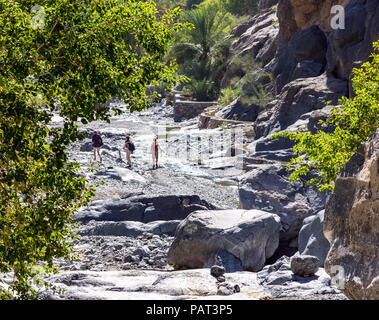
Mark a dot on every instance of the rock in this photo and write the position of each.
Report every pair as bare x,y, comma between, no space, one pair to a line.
149,285
280,282
250,235
304,266
142,252
303,56
217,271
351,223
129,228
311,238
354,42
298,98
184,110
256,40
266,4
295,15
225,289
267,187
238,111
229,261
143,208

■ ■ ■ ■

What you have to do —
Render the items above as a two-column CSV with the header row text,answer. Give one row per item, put each field in quotation marks with its line breaks turned into spaces, and leave the pictures out.

Output of the exercise —
text,answer
"Mark a dot on every instance of the rock in this photo and write the position of each. Report every pair as bare x,y, comma between, no space, one pair to a line.","149,285 280,282 250,235 304,266 142,252 303,56 217,271 351,223 129,228 311,238 354,42 298,98 184,110 256,40 266,4 295,15 225,289 267,187 238,111 229,261 143,208"